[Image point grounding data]
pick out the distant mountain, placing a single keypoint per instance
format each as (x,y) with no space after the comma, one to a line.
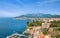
(40,15)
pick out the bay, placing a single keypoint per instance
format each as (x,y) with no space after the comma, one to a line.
(9,26)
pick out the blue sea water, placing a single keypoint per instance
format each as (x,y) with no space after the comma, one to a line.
(9,26)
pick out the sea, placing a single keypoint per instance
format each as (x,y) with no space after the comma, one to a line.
(9,26)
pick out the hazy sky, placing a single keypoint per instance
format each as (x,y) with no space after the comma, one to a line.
(12,8)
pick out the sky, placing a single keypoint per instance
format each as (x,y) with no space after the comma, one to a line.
(13,8)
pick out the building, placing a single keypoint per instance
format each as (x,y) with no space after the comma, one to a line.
(16,35)
(45,25)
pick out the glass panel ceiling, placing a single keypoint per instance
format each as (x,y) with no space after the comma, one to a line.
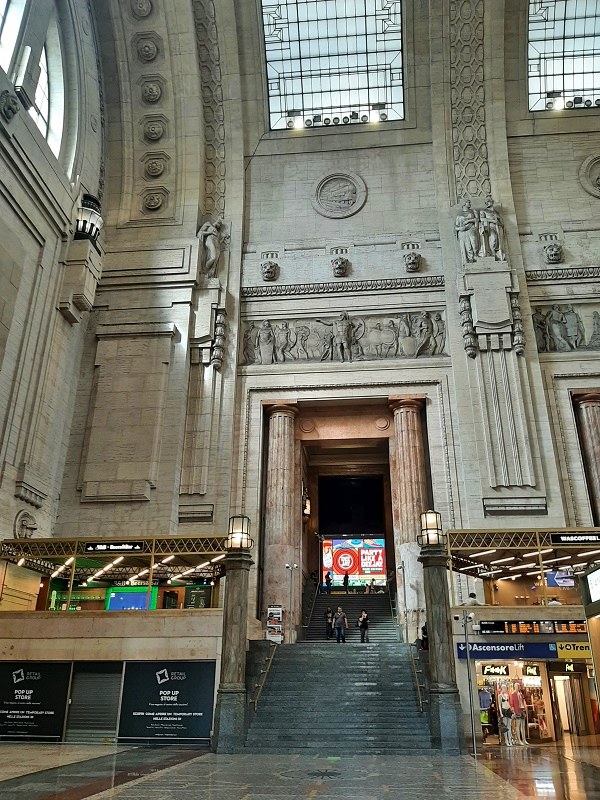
(333,62)
(564,54)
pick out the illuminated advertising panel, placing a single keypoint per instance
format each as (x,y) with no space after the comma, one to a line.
(362,559)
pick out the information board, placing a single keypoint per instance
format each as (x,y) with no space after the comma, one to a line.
(169,700)
(33,699)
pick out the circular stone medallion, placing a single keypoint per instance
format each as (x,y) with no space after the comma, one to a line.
(339,195)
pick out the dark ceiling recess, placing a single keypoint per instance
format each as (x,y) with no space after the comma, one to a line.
(351,506)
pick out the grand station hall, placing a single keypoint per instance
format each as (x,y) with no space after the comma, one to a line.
(299,399)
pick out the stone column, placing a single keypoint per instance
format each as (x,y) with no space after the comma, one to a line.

> **EXERCISE PROMPT**: Show all lines above holding "panel".

> **SOLUTION**:
pick out the glass panel ceiling, placing a single keypoint per instance
pick out the illuminated advertising panel, placing a single keypoint per instance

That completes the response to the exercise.